Segment Start: PROVIDED DATA

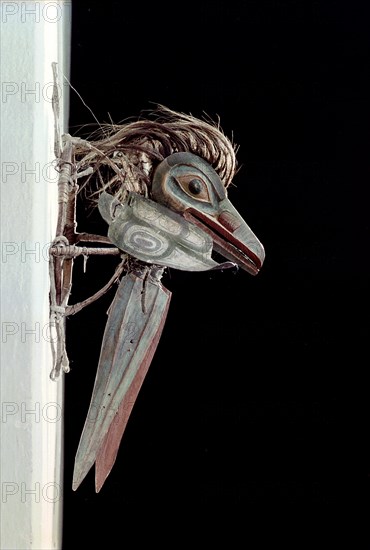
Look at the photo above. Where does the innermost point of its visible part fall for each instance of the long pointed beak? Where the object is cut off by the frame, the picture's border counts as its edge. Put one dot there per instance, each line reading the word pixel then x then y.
pixel 231 236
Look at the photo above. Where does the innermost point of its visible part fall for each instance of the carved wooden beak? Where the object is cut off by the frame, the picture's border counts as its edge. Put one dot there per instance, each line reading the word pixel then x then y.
pixel 187 184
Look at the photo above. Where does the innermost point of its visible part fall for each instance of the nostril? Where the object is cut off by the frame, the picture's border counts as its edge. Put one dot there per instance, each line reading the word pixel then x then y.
pixel 229 221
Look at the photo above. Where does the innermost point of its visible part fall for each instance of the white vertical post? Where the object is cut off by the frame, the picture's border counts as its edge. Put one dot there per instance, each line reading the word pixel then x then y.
pixel 33 36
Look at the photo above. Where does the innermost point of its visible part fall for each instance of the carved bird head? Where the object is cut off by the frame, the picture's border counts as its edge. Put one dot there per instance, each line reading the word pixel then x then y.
pixel 162 188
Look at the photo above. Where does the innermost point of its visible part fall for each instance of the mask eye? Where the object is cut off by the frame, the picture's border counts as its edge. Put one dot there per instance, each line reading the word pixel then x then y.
pixel 194 186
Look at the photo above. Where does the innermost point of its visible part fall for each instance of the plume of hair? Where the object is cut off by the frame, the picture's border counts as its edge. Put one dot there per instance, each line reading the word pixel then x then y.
pixel 121 157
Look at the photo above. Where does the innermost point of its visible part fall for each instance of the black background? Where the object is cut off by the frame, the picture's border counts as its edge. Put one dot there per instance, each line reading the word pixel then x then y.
pixel 254 411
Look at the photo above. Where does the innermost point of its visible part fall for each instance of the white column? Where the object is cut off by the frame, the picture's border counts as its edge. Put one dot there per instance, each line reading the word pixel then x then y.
pixel 33 36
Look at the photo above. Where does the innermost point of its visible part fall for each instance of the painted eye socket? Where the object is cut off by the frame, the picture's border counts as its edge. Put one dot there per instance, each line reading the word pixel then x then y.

Segment End: PROVIDED DATA

**TASK INSTRUCTIONS:**
Produce the entries above once more, exactly as given, with each picture left out.

**YOUR RESPONSE:**
Look at the photo above. Where does the innermost point of its visible part fall for each instance of the long pointed beak? Where the object is cut off by the frame, the picture's border counts as its edge. Put one dot there per instance, each line reading the word pixel then x then y.
pixel 231 236
Look at the photo above. Where does the innermost point of its visible part fall for each instance of the carved wooden beak? Where the object is cut off by the frame, the picture's border counts as its edge. Put one dot there per instance, each line reading the word pixel then x then y.
pixel 187 184
Look at the photo above. Where does the innermost point of its visible part fall for each instance of the nostril? Where the object is cut off by the frame, the picture's border counts as its edge. Put one dot there per instance, each line reading the word pixel then x then y.
pixel 229 221
Look at the photo above. Where does the innermost point of its visible part fall for each instance of the white vertical post? Where the object is cut off by the frame, the picture's border counts as its edge. Put one dot there per instance, each line reading the word pixel then x then y.
pixel 33 36
Look at the photo above. Where does the innermost point of its visible part fall for each instance of the carved bird head? Where the object is cut off by the frame, the picture's border counts as its edge. Put one dot there per instance, each line reading the word pixel then x then y.
pixel 162 188
Look at the photo above. Where does the innermost point of its visible part fall for each instance of the mask eye? Where the object is cut off by the frame, the picture's border counts as its edge. Put one dot there per instance, each line reading the word pixel then x then y.
pixel 194 186
Look at the photo above. Where does the innermost point of its visible part fall for each instance of the plume of hair? Where the object is cut off by the frame, the picture's border counts as its edge. Put one dot there per instance, each line reading the word pixel then x then y.
pixel 121 157
Look at the photo above. Where does the innermost point of its visible part fall for each instance of the black background? Where the object is cut off by the frame, the picture's border counts as its edge. Put one dot there per instance, each line reading the word pixel then x then y.
pixel 254 411
Look at the photo above. Where does the innermost point of its visible part fall for each instance of the white column? Where the object is cut off by the frame, the picture's border counts as its edge. Put one dot there per instance, each line reading the word pixel then x then y.
pixel 33 36
Look at the photo above. Where does the innermost point of its visible part fall for each instance of the painted eye socket? Where the object is cut off by the frame, the picture's border counts as its edge. Put one dot there per instance, each line reading the word pixel then x then y.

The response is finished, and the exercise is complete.